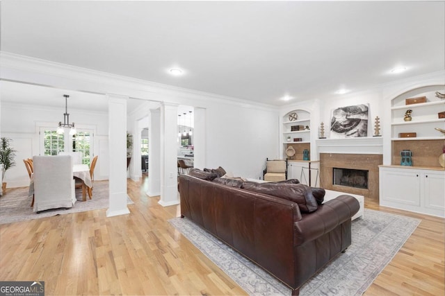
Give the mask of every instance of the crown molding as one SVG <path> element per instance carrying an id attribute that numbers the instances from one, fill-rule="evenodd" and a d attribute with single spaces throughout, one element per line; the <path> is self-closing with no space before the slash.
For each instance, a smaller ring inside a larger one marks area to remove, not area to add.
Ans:
<path id="1" fill-rule="evenodd" d="M 226 96 L 221 96 L 216 94 L 211 94 L 186 88 L 175 87 L 172 85 L 164 85 L 158 82 L 144 80 L 141 79 L 133 78 L 131 77 L 113 74 L 107 72 L 102 72 L 66 64 L 61 64 L 56 62 L 42 60 L 25 55 L 17 55 L 13 53 L 0 51 L 0 60 L 2 68 L 0 71 L 0 78 L 10 79 L 4 77 L 4 69 L 11 69 L 21 71 L 31 72 L 37 74 L 45 74 L 58 78 L 69 80 L 75 80 L 79 82 L 91 83 L 94 85 L 101 85 L 102 87 L 112 86 L 113 89 L 116 87 L 122 89 L 122 96 L 128 96 L 132 98 L 140 98 L 154 101 L 165 101 L 172 103 L 183 105 L 179 101 L 182 100 L 197 100 L 202 105 L 206 105 L 209 102 L 225 103 L 235 105 L 239 107 L 247 108 L 255 108 L 260 110 L 277 110 L 277 106 L 259 103 L 245 99 L 234 98 Z M 28 82 L 32 83 L 31 81 Z M 75 89 L 77 91 L 91 92 L 90 89 Z M 138 95 L 136 96 L 130 94 L 125 94 L 126 91 L 138 91 L 146 96 L 141 98 Z M 106 91 L 98 92 L 105 94 Z M 115 94 L 116 92 L 110 92 Z M 200 107 L 200 106 L 195 106 Z"/>

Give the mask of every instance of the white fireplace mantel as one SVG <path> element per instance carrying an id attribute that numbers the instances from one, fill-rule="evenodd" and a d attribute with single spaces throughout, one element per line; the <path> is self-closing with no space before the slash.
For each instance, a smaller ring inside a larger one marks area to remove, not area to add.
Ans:
<path id="1" fill-rule="evenodd" d="M 318 153 L 383 154 L 382 137 L 344 139 L 318 139 Z"/>

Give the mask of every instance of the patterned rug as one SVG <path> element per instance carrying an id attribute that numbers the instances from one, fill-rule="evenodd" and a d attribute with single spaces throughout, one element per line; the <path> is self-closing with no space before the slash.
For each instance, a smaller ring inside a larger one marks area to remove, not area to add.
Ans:
<path id="1" fill-rule="evenodd" d="M 105 209 L 108 208 L 109 204 L 108 180 L 94 182 L 93 195 L 91 200 L 88 198 L 87 194 L 86 202 L 83 202 L 82 189 L 76 189 L 76 198 L 77 202 L 73 207 L 67 209 L 43 211 L 39 214 L 33 212 L 33 208 L 31 207 L 33 198 L 28 196 L 28 191 L 29 187 L 8 189 L 6 194 L 0 198 L 0 224 Z M 128 195 L 127 198 L 127 204 L 133 203 Z"/>
<path id="2" fill-rule="evenodd" d="M 290 295 L 291 290 L 187 218 L 169 222 L 250 295 Z M 353 243 L 300 290 L 300 295 L 361 295 L 420 223 L 364 209 L 353 221 Z"/>

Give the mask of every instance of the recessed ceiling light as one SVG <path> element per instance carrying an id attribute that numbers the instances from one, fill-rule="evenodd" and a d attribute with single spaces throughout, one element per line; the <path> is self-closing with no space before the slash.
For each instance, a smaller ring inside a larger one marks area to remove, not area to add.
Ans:
<path id="1" fill-rule="evenodd" d="M 335 92 L 337 94 L 345 94 L 348 92 L 349 92 L 349 89 L 341 89 Z"/>
<path id="2" fill-rule="evenodd" d="M 406 70 L 405 67 L 398 67 L 397 68 L 394 68 L 392 70 L 391 70 L 391 73 L 402 73 L 405 70 Z"/>
<path id="3" fill-rule="evenodd" d="M 178 68 L 173 68 L 170 69 L 170 73 L 172 75 L 175 75 L 175 76 L 177 76 L 178 75 L 182 74 L 182 70 Z"/>

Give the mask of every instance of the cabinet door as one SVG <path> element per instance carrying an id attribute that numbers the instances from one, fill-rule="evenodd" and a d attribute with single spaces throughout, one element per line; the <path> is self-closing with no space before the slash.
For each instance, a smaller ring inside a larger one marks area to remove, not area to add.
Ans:
<path id="1" fill-rule="evenodd" d="M 381 169 L 380 175 L 380 204 L 408 210 L 420 207 L 419 172 L 414 170 Z"/>
<path id="2" fill-rule="evenodd" d="M 425 207 L 445 216 L 445 173 L 425 172 L 422 175 Z"/>

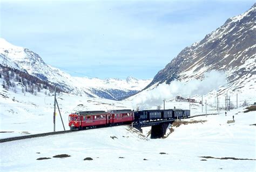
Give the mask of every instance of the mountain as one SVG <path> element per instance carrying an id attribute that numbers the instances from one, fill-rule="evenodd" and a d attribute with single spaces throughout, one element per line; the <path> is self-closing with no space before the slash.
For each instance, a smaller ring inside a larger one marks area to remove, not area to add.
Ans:
<path id="1" fill-rule="evenodd" d="M 160 70 L 145 89 L 174 80 L 202 80 L 212 70 L 224 70 L 229 90 L 255 89 L 256 3 L 246 12 L 229 18 L 200 41 L 184 48 Z"/>
<path id="2" fill-rule="evenodd" d="M 0 38 L 0 57 L 2 64 L 26 72 L 52 83 L 68 92 L 90 97 L 119 100 L 137 93 L 151 80 L 139 80 L 132 77 L 126 80 L 73 77 L 46 64 L 37 53 L 14 46 Z"/>

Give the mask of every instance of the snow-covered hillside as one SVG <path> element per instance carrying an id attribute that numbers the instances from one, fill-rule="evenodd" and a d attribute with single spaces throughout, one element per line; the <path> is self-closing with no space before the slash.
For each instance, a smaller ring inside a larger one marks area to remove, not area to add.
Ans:
<path id="1" fill-rule="evenodd" d="M 0 87 L 0 138 L 52 131 L 53 96 L 45 95 L 44 89 L 36 96 L 23 93 L 17 85 L 16 91 Z M 66 130 L 72 112 L 133 108 L 129 100 L 68 94 L 57 95 L 57 99 Z M 191 105 L 192 115 L 202 113 L 199 103 Z M 166 109 L 174 106 L 189 109 L 189 103 L 166 103 Z M 3 171 L 255 171 L 255 111 L 244 113 L 241 108 L 227 116 L 224 111 L 212 116 L 215 108 L 208 104 L 207 109 L 207 117 L 185 119 L 182 121 L 188 124 L 173 126 L 171 133 L 167 130 L 170 134 L 165 139 L 150 139 L 146 136 L 149 128 L 143 128 L 142 134 L 120 126 L 2 143 L 0 168 Z M 227 124 L 233 115 L 235 123 Z M 58 112 L 56 131 L 62 130 Z"/>
<path id="2" fill-rule="evenodd" d="M 151 81 L 131 76 L 126 80 L 72 77 L 46 64 L 36 53 L 14 46 L 3 38 L 0 38 L 0 56 L 3 65 L 27 71 L 43 81 L 56 83 L 70 93 L 92 97 L 120 99 L 141 90 Z"/>
<path id="3" fill-rule="evenodd" d="M 228 19 L 201 41 L 182 50 L 158 72 L 147 88 L 170 84 L 175 80 L 185 82 L 201 80 L 206 73 L 214 70 L 224 71 L 227 81 L 227 85 L 218 90 L 219 95 L 226 91 L 240 95 L 249 93 L 248 96 L 248 90 L 253 92 L 251 95 L 255 94 L 255 23 L 254 4 L 247 11 Z"/>
<path id="4" fill-rule="evenodd" d="M 149 139 L 121 126 L 2 143 L 1 168 L 4 171 L 255 171 L 255 113 L 244 111 L 186 119 L 203 121 L 174 127 L 164 139 Z M 227 124 L 233 115 L 235 123 Z"/>

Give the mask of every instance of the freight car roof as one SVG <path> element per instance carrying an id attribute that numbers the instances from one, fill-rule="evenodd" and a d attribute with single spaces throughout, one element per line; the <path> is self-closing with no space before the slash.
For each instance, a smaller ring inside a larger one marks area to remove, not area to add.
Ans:
<path id="1" fill-rule="evenodd" d="M 76 114 L 78 115 L 95 115 L 95 114 L 107 114 L 108 112 L 103 111 L 83 111 L 77 112 Z"/>

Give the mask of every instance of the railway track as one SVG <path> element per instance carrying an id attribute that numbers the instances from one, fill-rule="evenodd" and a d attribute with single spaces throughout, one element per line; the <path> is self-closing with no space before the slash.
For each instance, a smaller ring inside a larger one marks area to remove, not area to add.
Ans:
<path id="1" fill-rule="evenodd" d="M 217 113 L 207 114 L 207 115 L 216 115 L 216 114 L 217 114 Z M 199 114 L 199 115 L 189 117 L 188 118 L 191 118 L 196 117 L 200 117 L 200 116 L 206 116 L 205 114 Z M 27 135 L 18 136 L 18 137 L 11 137 L 11 138 L 4 138 L 4 139 L 1 139 L 0 143 L 15 141 L 15 140 L 25 139 L 42 137 L 45 137 L 45 136 L 51 135 L 65 134 L 65 133 L 68 133 L 75 132 L 77 131 L 78 131 L 67 130 L 67 131 L 57 131 L 55 132 L 49 132 L 49 133 L 40 133 L 40 134 L 30 134 L 30 135 Z"/>
<path id="2" fill-rule="evenodd" d="M 1 139 L 0 143 L 11 141 L 25 139 L 45 137 L 45 136 L 51 135 L 65 134 L 65 133 L 75 132 L 77 132 L 77 131 L 78 131 L 67 130 L 67 131 L 57 131 L 55 132 L 49 132 L 49 133 L 40 133 L 40 134 L 30 134 L 30 135 L 23 135 L 23 136 L 14 137 L 8 138 Z"/>

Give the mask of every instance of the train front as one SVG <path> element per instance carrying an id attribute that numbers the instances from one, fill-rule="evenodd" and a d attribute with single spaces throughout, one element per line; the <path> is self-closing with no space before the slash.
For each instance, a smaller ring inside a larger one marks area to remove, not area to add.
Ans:
<path id="1" fill-rule="evenodd" d="M 69 126 L 70 130 L 77 130 L 79 127 L 79 121 L 77 114 L 70 114 L 69 116 Z"/>

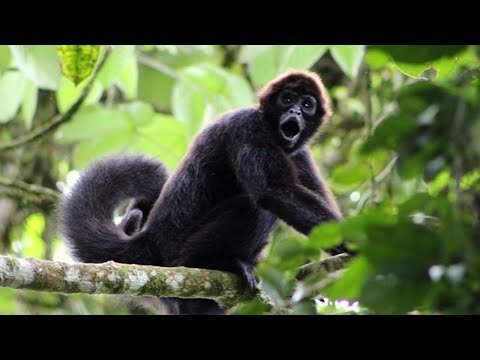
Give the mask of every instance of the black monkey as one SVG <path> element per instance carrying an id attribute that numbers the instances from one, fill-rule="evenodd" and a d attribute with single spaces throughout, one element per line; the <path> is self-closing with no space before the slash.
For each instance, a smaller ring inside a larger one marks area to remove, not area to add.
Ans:
<path id="1" fill-rule="evenodd" d="M 84 262 L 217 269 L 254 287 L 277 218 L 303 234 L 342 218 L 307 145 L 330 114 L 319 77 L 288 72 L 261 90 L 258 107 L 205 128 L 170 176 L 139 155 L 93 163 L 63 199 L 63 234 Z M 132 198 L 115 226 L 115 208 Z M 212 300 L 168 303 L 175 313 L 222 313 Z"/>

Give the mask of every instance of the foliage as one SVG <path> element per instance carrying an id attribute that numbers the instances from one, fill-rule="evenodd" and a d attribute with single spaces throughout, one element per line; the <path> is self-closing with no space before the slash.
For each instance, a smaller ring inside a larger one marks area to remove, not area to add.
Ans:
<path id="1" fill-rule="evenodd" d="M 0 46 L 0 144 L 65 113 L 105 46 Z M 480 313 L 478 46 L 113 46 L 85 103 L 39 142 L 0 153 L 11 179 L 62 190 L 92 159 L 141 151 L 174 169 L 205 124 L 255 104 L 289 68 L 318 72 L 335 114 L 312 148 L 345 220 L 283 223 L 258 267 L 273 307 L 237 314 Z M 62 66 L 63 65 L 63 66 Z M 77 84 L 77 85 L 76 85 Z M 68 259 L 52 204 L 0 187 L 0 252 Z M 342 239 L 333 274 L 296 279 Z M 1 313 L 146 313 L 155 303 L 0 289 Z"/>

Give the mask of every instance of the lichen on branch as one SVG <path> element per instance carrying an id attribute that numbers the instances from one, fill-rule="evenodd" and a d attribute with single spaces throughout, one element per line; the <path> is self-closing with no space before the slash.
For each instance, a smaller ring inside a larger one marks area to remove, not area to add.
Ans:
<path id="1" fill-rule="evenodd" d="M 0 255 L 0 286 L 60 293 L 130 294 L 203 298 L 230 308 L 250 300 L 240 279 L 230 273 L 186 267 L 63 263 Z"/>

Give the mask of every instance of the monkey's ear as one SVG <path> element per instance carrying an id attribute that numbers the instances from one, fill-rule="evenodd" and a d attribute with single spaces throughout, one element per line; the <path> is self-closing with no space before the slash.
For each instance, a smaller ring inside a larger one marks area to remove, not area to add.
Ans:
<path id="1" fill-rule="evenodd" d="M 278 92 L 286 85 L 300 86 L 315 96 L 323 110 L 322 121 L 332 116 L 330 99 L 322 80 L 317 74 L 306 70 L 289 70 L 265 85 L 258 93 L 260 109 L 268 110 L 273 105 Z"/>

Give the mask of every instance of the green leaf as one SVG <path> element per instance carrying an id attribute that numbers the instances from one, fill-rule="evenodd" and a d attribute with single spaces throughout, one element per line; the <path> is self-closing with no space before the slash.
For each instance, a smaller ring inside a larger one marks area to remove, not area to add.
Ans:
<path id="1" fill-rule="evenodd" d="M 424 303 L 429 291 L 427 268 L 392 259 L 375 269 L 359 300 L 377 314 L 405 314 Z"/>
<path id="2" fill-rule="evenodd" d="M 373 269 L 368 260 L 360 255 L 349 262 L 342 277 L 323 289 L 322 294 L 331 300 L 356 300 L 360 296 L 362 288 L 369 279 Z"/>
<path id="3" fill-rule="evenodd" d="M 338 223 L 328 222 L 318 225 L 308 235 L 311 244 L 321 249 L 329 249 L 342 243 Z"/>
<path id="4" fill-rule="evenodd" d="M 327 45 L 290 45 L 282 55 L 278 72 L 288 69 L 309 69 L 328 50 Z"/>
<path id="5" fill-rule="evenodd" d="M 249 63 L 265 51 L 270 50 L 272 46 L 273 45 L 243 45 L 238 55 L 238 61 L 241 63 Z"/>
<path id="6" fill-rule="evenodd" d="M 473 170 L 462 176 L 460 179 L 460 189 L 468 190 L 478 183 L 480 183 L 480 172 Z"/>
<path id="7" fill-rule="evenodd" d="M 203 124 L 206 101 L 187 81 L 179 81 L 173 89 L 173 115 L 187 126 L 187 136 L 192 139 Z"/>
<path id="8" fill-rule="evenodd" d="M 14 64 L 40 89 L 56 90 L 62 77 L 53 45 L 10 45 Z"/>
<path id="9" fill-rule="evenodd" d="M 26 79 L 19 71 L 7 71 L 0 77 L 0 124 L 10 121 L 23 100 Z"/>
<path id="10" fill-rule="evenodd" d="M 25 230 L 22 234 L 22 255 L 41 259 L 45 252 L 45 243 L 42 234 L 45 229 L 45 217 L 41 213 L 30 215 L 25 221 Z"/>
<path id="11" fill-rule="evenodd" d="M 127 99 L 134 99 L 138 92 L 138 66 L 137 59 L 132 56 L 120 72 L 117 84 Z"/>
<path id="12" fill-rule="evenodd" d="M 430 181 L 428 186 L 428 193 L 432 196 L 437 196 L 445 187 L 451 182 L 450 169 L 441 171 L 434 180 Z"/>
<path id="13" fill-rule="evenodd" d="M 407 136 L 417 128 L 416 120 L 405 114 L 391 115 L 377 126 L 367 138 L 361 152 L 368 154 L 378 149 L 398 150 Z"/>
<path id="14" fill-rule="evenodd" d="M 131 62 L 132 57 L 135 57 L 134 45 L 113 45 L 108 59 L 97 75 L 97 80 L 104 88 L 110 87 L 120 78 L 123 68 Z"/>
<path id="15" fill-rule="evenodd" d="M 330 52 L 345 74 L 350 78 L 357 77 L 365 54 L 365 45 L 332 45 Z"/>
<path id="16" fill-rule="evenodd" d="M 30 130 L 32 128 L 33 117 L 37 110 L 38 89 L 33 81 L 25 79 L 25 92 L 22 104 L 22 117 L 25 123 L 25 128 Z"/>
<path id="17" fill-rule="evenodd" d="M 191 66 L 181 73 L 173 90 L 173 114 L 188 125 L 190 138 L 219 114 L 254 104 L 246 80 L 215 65 Z"/>
<path id="18" fill-rule="evenodd" d="M 112 132 L 103 137 L 82 141 L 75 145 L 73 151 L 73 163 L 75 168 L 82 168 L 89 164 L 92 159 L 107 154 L 126 151 L 133 141 L 132 131 Z"/>
<path id="19" fill-rule="evenodd" d="M 275 45 L 248 60 L 256 87 L 263 86 L 288 69 L 309 69 L 327 51 L 326 45 Z"/>
<path id="20" fill-rule="evenodd" d="M 8 45 L 0 45 L 0 75 L 7 70 L 12 60 Z"/>
<path id="21" fill-rule="evenodd" d="M 174 169 L 188 149 L 186 132 L 185 123 L 155 114 L 151 122 L 138 127 L 131 149 L 155 156 Z"/>
<path id="22" fill-rule="evenodd" d="M 462 66 L 475 66 L 473 47 L 465 45 L 379 46 L 405 75 L 422 80 L 444 81 L 453 78 Z"/>
<path id="23" fill-rule="evenodd" d="M 78 85 L 88 78 L 97 63 L 99 45 L 59 45 L 57 47 L 63 75 Z"/>
<path id="24" fill-rule="evenodd" d="M 371 48 L 381 50 L 395 62 L 424 64 L 444 56 L 454 56 L 464 51 L 466 45 L 381 45 Z"/>
<path id="25" fill-rule="evenodd" d="M 112 134 L 132 132 L 130 123 L 129 114 L 124 111 L 96 105 L 82 108 L 57 131 L 57 137 L 63 144 L 105 138 Z"/>
<path id="26" fill-rule="evenodd" d="M 175 80 L 151 67 L 139 65 L 138 98 L 170 110 Z"/>
<path id="27" fill-rule="evenodd" d="M 58 110 L 60 110 L 61 113 L 66 112 L 70 108 L 70 106 L 72 106 L 75 101 L 78 100 L 86 85 L 87 81 L 84 81 L 80 85 L 75 86 L 72 81 L 70 81 L 66 77 L 62 77 L 62 80 L 60 82 L 60 88 L 55 93 L 55 96 L 57 98 Z M 85 99 L 84 105 L 95 105 L 102 97 L 102 94 L 102 84 L 95 80 L 92 88 L 90 89 L 90 93 Z"/>

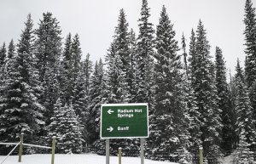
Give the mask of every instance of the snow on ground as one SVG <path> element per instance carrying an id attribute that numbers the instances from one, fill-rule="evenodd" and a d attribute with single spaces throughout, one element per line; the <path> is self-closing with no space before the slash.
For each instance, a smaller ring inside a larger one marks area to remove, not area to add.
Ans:
<path id="1" fill-rule="evenodd" d="M 5 156 L 0 156 L 0 163 Z M 106 157 L 95 154 L 55 155 L 55 164 L 105 164 Z M 51 155 L 24 155 L 20 164 L 50 164 Z M 117 156 L 110 156 L 110 164 L 118 164 Z M 122 164 L 140 164 L 139 157 L 122 157 Z M 177 164 L 145 159 L 145 164 Z M 3 164 L 19 164 L 18 156 L 11 156 Z"/>
<path id="2" fill-rule="evenodd" d="M 231 154 L 221 159 L 220 161 L 222 161 L 223 164 L 233 164 L 234 158 L 234 154 Z"/>

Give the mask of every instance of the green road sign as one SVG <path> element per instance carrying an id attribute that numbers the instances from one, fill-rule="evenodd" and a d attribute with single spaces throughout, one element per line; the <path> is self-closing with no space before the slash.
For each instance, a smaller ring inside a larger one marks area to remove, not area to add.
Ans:
<path id="1" fill-rule="evenodd" d="M 101 109 L 101 138 L 148 137 L 148 104 L 105 104 Z"/>

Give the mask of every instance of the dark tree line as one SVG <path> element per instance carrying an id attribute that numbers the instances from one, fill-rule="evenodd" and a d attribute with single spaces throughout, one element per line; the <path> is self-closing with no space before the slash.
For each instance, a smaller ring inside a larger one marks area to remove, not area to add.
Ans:
<path id="1" fill-rule="evenodd" d="M 179 163 L 198 162 L 202 146 L 208 163 L 237 150 L 242 163 L 256 152 L 256 18 L 245 4 L 245 69 L 237 60 L 230 76 L 222 49 L 211 54 L 207 30 L 199 20 L 181 44 L 163 6 L 156 29 L 143 0 L 136 36 L 124 9 L 105 56 L 81 59 L 79 36 L 64 43 L 58 20 L 44 13 L 38 29 L 29 14 L 17 44 L 0 48 L 0 141 L 19 138 L 49 141 L 59 153 L 81 153 L 104 146 L 99 139 L 103 103 L 148 103 L 147 157 Z M 187 53 L 188 51 L 188 53 Z M 43 141 L 41 141 L 43 142 Z M 113 139 L 113 154 L 139 151 L 137 139 Z"/>

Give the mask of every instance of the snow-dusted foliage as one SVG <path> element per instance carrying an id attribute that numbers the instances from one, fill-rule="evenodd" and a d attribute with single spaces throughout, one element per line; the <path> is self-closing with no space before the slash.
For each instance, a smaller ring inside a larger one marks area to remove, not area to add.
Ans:
<path id="1" fill-rule="evenodd" d="M 166 160 L 166 157 L 162 155 L 168 153 L 170 161 L 181 160 L 181 163 L 186 163 L 185 159 L 179 157 L 185 153 L 189 156 L 186 151 L 189 132 L 184 116 L 186 105 L 182 85 L 183 67 L 174 37 L 173 25 L 163 7 L 155 39 L 155 116 L 151 131 L 154 142 L 149 146 L 154 150 L 152 154 L 154 159 Z"/>
<path id="2" fill-rule="evenodd" d="M 216 48 L 214 63 L 201 20 L 192 29 L 188 48 L 184 35 L 179 47 L 166 8 L 154 29 L 148 1 L 142 3 L 137 37 L 129 31 L 120 9 L 105 62 L 93 63 L 89 54 L 82 59 L 78 34 L 68 33 L 62 42 L 60 24 L 51 13 L 43 14 L 36 30 L 29 14 L 17 44 L 11 40 L 0 47 L 1 141 L 18 138 L 21 132 L 26 139 L 44 136 L 47 142 L 56 136 L 56 152 L 103 155 L 101 105 L 148 103 L 147 158 L 198 163 L 202 146 L 209 164 L 217 164 L 222 154 L 235 149 L 237 163 L 255 159 L 252 1 L 245 3 L 245 71 L 238 62 L 230 83 L 222 50 Z M 113 155 L 119 147 L 125 156 L 139 154 L 137 139 L 110 143 Z"/>
<path id="3" fill-rule="evenodd" d="M 217 101 L 218 108 L 221 110 L 221 121 L 223 128 L 221 131 L 222 144 L 221 148 L 224 151 L 231 151 L 236 145 L 236 138 L 235 132 L 235 110 L 231 105 L 231 98 L 229 97 L 229 88 L 226 79 L 226 68 L 222 50 L 216 47 L 215 51 L 216 67 L 216 87 L 218 99 Z"/>
<path id="4" fill-rule="evenodd" d="M 84 146 L 82 130 L 73 105 L 61 105 L 58 99 L 54 108 L 54 115 L 48 127 L 49 136 L 56 138 L 58 153 L 81 153 Z"/>
<path id="5" fill-rule="evenodd" d="M 0 135 L 5 139 L 18 138 L 21 132 L 29 138 L 38 133 L 44 124 L 42 115 L 44 107 L 38 99 L 40 84 L 34 65 L 33 24 L 30 14 L 25 25 L 16 55 L 12 42 L 10 43 L 8 62 L 3 74 Z"/>

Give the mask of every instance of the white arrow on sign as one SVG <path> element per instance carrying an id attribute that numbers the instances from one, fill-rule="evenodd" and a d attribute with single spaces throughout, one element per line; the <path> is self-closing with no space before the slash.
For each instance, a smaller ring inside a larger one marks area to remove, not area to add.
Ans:
<path id="1" fill-rule="evenodd" d="M 110 115 L 110 114 L 112 114 L 113 112 L 113 110 L 112 110 L 111 109 L 109 109 L 108 110 L 108 113 Z"/>
<path id="2" fill-rule="evenodd" d="M 107 130 L 108 130 L 109 132 L 112 132 L 113 130 L 113 128 L 112 127 L 109 127 L 109 128 L 107 128 Z"/>

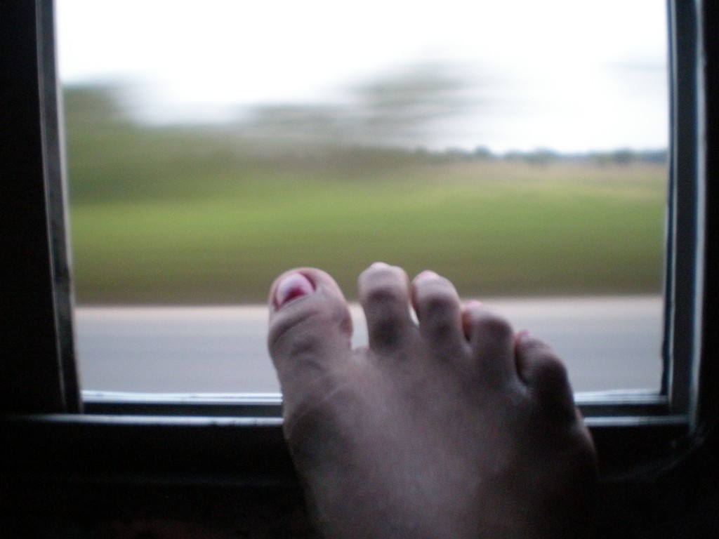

= = = =

## [Stated goal]
Recast the lines of the listing above as a numbered list, omitting blank lines. Start at the line that contains "Give the mask of every instance of the lichen" and stop after the line that contains "255 L 0 286", including both of those lines.

## [The solution]
1. Give the mask of every instance of the lichen on branch as one SVG <path> element per instance carrying an id attribute that numbers the instances from one, fill-rule="evenodd" and a d attribute with single spaces throughout, one element per line; the <path> is self-closing with no space before the slash.
2. For each instance, a smaller ring inside a larger one marks area to remove, not area to add.
3. Ans:
4. <path id="1" fill-rule="evenodd" d="M 0 255 L 0 286 L 60 293 L 130 294 L 203 298 L 230 308 L 250 300 L 240 279 L 230 273 L 186 267 L 63 263 Z"/>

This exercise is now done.